[Collected data]
+===+

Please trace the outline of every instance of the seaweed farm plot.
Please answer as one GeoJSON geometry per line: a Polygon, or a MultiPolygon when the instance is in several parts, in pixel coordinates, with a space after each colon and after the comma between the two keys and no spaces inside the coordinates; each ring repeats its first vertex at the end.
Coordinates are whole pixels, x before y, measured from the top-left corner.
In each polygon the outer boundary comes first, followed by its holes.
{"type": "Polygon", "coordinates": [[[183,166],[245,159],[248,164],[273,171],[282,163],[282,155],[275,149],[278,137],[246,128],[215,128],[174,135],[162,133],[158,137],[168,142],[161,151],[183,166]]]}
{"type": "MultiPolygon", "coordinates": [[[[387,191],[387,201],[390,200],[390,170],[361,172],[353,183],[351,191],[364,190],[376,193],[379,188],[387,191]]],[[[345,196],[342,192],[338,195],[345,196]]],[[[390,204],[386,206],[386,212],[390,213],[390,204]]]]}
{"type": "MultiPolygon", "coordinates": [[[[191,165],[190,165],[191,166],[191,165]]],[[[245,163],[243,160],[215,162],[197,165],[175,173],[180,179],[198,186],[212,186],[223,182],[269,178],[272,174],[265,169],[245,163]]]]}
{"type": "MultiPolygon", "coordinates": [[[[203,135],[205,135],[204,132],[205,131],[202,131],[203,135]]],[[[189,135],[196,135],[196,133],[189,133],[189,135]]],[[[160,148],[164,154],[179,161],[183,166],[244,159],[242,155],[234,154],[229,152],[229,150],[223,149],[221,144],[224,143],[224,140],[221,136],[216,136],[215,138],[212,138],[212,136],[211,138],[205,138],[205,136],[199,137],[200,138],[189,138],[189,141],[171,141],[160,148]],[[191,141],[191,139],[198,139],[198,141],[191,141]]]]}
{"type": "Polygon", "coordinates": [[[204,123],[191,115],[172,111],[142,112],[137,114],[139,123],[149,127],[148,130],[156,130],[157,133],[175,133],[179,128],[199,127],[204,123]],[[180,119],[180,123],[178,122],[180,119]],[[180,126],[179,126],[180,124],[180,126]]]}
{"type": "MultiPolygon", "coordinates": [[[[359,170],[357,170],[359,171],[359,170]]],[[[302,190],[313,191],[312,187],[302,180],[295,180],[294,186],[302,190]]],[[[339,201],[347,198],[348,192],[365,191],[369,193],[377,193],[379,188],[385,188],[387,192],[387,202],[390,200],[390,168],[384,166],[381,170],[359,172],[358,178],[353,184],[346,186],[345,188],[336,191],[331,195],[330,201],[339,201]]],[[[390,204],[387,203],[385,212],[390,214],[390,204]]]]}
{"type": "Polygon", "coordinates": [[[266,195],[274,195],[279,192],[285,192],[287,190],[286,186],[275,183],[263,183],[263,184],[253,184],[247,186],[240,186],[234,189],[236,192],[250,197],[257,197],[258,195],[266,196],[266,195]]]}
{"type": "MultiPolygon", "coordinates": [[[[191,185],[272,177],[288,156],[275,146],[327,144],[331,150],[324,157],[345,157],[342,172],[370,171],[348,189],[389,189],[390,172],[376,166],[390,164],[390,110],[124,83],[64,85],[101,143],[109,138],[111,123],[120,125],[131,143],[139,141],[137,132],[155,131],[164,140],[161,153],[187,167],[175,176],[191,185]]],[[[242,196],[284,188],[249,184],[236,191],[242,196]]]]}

+===+

- [Task statement] The sole thing to report is how many lines in the data hold the string "Please".

- [Written reply] 2